──────── Supplied material ────────

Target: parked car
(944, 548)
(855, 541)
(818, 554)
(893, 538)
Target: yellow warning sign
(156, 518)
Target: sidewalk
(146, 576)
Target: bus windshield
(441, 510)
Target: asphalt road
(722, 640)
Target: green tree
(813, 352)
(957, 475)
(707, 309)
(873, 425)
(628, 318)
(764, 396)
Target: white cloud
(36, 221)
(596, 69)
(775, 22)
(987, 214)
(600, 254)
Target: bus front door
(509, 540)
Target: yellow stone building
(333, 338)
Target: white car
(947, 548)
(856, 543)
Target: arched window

────────

**Exercise goal**. Reproduce without change every line from the one that contains "Target: green tree" through the final line, including both.

**Final result**.
Target: green tree
(813, 352)
(957, 475)
(707, 309)
(873, 425)
(628, 318)
(764, 396)
Target: white cloud
(36, 221)
(596, 69)
(775, 22)
(987, 214)
(600, 254)
Target: bus front door
(509, 540)
Target: yellow stone building
(333, 338)
Target: white car
(947, 548)
(856, 543)
Target: arched window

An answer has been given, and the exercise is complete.